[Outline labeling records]
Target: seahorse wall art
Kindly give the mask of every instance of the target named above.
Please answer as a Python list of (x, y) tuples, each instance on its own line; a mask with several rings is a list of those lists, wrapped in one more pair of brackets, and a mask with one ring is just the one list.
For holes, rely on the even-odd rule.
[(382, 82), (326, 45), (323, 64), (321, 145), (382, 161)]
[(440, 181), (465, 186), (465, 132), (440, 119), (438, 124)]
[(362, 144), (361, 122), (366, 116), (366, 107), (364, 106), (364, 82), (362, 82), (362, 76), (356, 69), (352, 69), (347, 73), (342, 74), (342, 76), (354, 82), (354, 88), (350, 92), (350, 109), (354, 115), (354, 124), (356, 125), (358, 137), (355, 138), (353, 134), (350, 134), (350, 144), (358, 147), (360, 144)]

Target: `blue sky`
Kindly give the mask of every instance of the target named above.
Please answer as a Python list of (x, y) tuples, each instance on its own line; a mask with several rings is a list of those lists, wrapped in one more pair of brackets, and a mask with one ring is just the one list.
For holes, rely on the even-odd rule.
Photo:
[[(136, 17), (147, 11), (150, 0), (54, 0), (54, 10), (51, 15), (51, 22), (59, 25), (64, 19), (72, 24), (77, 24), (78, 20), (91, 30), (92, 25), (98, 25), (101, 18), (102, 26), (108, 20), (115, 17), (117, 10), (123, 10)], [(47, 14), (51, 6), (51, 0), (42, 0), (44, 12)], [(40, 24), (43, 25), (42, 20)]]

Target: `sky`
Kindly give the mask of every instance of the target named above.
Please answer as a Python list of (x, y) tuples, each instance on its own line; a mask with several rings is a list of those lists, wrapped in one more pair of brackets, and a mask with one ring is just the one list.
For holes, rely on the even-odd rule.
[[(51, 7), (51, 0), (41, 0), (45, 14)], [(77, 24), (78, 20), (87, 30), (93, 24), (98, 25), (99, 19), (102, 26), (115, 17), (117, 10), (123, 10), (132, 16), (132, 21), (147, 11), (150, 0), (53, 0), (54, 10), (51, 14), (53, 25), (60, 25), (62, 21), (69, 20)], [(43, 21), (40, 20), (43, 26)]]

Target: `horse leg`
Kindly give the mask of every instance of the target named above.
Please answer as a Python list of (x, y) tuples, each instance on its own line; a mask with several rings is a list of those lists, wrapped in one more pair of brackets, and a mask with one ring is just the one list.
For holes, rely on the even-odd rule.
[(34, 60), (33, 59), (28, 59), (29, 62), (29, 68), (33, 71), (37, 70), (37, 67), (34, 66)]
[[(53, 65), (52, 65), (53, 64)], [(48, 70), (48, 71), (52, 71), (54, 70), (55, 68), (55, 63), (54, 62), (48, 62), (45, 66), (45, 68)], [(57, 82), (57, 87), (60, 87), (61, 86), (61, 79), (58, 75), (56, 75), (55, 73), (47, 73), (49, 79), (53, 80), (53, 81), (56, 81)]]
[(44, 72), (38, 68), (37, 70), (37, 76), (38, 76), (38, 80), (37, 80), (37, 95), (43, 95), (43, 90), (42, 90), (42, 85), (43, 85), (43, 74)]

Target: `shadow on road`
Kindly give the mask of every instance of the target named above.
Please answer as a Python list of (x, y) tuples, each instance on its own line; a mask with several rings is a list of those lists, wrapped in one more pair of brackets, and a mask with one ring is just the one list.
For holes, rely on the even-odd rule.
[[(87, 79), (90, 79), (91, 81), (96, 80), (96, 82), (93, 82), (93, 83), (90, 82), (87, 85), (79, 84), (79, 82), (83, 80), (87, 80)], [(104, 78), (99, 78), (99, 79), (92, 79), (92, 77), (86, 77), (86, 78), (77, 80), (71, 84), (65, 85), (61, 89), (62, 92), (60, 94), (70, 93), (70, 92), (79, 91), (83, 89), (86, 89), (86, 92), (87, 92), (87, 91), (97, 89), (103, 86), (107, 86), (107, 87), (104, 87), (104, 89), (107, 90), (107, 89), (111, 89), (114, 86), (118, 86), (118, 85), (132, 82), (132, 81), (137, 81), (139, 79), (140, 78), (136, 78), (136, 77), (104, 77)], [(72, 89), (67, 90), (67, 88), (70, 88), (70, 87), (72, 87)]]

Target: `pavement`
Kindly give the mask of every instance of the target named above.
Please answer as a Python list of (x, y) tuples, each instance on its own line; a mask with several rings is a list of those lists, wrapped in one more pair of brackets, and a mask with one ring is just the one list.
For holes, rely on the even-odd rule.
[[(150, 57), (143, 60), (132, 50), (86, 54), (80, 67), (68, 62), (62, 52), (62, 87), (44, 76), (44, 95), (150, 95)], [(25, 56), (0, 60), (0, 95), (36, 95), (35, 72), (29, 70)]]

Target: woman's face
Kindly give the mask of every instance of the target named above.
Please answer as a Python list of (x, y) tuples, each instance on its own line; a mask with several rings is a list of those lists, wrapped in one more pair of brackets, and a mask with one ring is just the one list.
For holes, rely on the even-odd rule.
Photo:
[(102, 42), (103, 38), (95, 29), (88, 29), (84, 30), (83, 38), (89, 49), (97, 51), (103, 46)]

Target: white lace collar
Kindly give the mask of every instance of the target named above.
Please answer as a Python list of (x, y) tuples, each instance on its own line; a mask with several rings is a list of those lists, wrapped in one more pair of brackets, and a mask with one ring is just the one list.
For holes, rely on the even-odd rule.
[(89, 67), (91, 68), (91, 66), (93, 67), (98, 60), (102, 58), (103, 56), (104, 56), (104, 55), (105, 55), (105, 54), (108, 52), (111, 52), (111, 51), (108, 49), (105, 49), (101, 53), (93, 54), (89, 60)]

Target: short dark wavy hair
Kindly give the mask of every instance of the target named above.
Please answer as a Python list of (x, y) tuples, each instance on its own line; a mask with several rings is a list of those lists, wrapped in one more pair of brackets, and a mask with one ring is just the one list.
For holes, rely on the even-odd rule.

TASK INSTRUCTIONS: Please copy the part of the items that opens with the line containing "Target: woman's face" and runs through the end of the items, word for word.

COMPLETE ANSWER:
Target: woman's face
Kindly give the mask of every instance of the target named above.
Please answer as a Python list of (x, y) tuples, each instance on its own line; a mask with several rings is a list of those lists, wrapped in one more pair of brackets, and a mask with one ring is just the one list.
For holes, rely on the even-odd rule.
Photo:
[(102, 42), (103, 38), (95, 29), (88, 29), (84, 30), (83, 38), (89, 49), (97, 51), (103, 46)]

Target: white lace collar
Kindly give the mask of every instance of the target named above.
Please answer as a Python list of (x, y) tuples, each instance on its own line; a mask with several rings is a list of those lists, wrapped in one more pair of brackets, and a mask with one ring is just the one list.
For holes, rely on the even-odd rule.
[(89, 67), (91, 68), (91, 66), (93, 67), (98, 60), (102, 58), (103, 56), (104, 56), (104, 55), (105, 55), (105, 54), (108, 52), (111, 52), (111, 51), (108, 49), (105, 49), (101, 53), (93, 54), (89, 60)]

Target: short dark wavy hair
Kindly give the mask of every instance of the target named above.
Please answer as a Python list of (x, y) tuples, each instance on its own line; a mask with several rings is a list of those lists, wrapped in one more pair of brackets, and a mask with one ring is just the one list.
For holes, rely on the even-odd rule.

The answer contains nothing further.